Document excerpt –
--------------------------------

Friday, June 11, 2010

Heraldic pouches continued

Thanks for all your comments! It's nice to know that we're in a community, doing research and craftwork together!

I really do not pretend to have the “definite” answer, but I'm inclined to think that it's embroidery rather than knitting. Chris L., thanks for pointing the Spanish pillow out to me and dropping the word “long-armed cross stitch! This reminded me of some sources that were “sleeping in my archive”. I happened to make a scan of the Spanish pillow some time ago, which clearly shows the changes in direction you refer to. The changes are not only at the edges of each square, but also occur within the heraldic motives. With my knowledge of knitting, I think it's technically not possible to change directions like this.

Image from Gomez-Moreno, M (1946), El panteon real de las Huelgas de Burgos, Madrid: Consejo superior de investigaciones cientificas, Instituto Diego Velazquez

There are two papers on long-armed cross stitch by the Westkingdom Needleworkers Guild. Do take a look at them, because they also contain pictures of the Spanish pillow and a close-up of a purse in long-armed cross-stitch which looks very similar to that blogged by Racaire (this close-up also shows the surface “ridges” which surprised me so much)

--------------------------------

Given data –
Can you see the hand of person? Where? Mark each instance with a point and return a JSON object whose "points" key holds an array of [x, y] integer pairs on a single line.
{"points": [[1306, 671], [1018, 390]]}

--------------------------------

Exercise requirements –
1: Summarize the post on heraldic pouches in two sentences.
2: In the post on heraldic pouches, who wrote the two papers on long-armed cross stitch?
3: From the post on heraldic pouches, repeat word for word the part that opens with the words containing "Image from Gomez-Moreno, M" and closes with "me so much)".

Answers given –
1: The writer leans toward the view that the pouches are embroidery rather than knitting, citing a scan of a Spanish pillow whose stitches change direction at the edges of each square and within the heraldic motifs, which the writer believes knitting cannot do. The post also points readers to two papers on long-armed cross stitch by the Westkingdom Needleworkers Guild that picture the pillow and a similar purse.

2: The Westkingdom Needleworkers Guild.

3:
Image from Gomez-Moreno, M (1946), El panteon real de las Huelgas de Burgos, Madrid: Consejo superior de investigaciones cientificas, Instituto Diego Velazquez

There are two papers on long-armed cross stitch by the Westkingdom Needleworkers Guild. Do take a look at them, because they also contain pictures of the Spanish pillow and a close-up of a purse in long-armed cross-stitch which looks very similar to that blogged by Racaire (this close-up also shows the surface “ridges” which surprised me so much)